## Short problem
Rewrite the lines of the items below as a numbered list, skipping any blank lines and leaving out the pictures.

— Begin Data —

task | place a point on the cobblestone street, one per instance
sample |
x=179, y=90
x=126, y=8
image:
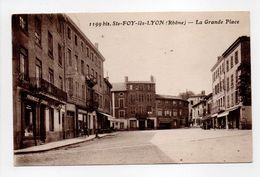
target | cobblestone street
x=152, y=147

— End Data —

## Solution for this exercise
1. task | place a point on the cobblestone street, one per instance
2. sample |
3. x=179, y=90
4. x=126, y=8
5. image:
6. target | cobblestone street
7. x=152, y=147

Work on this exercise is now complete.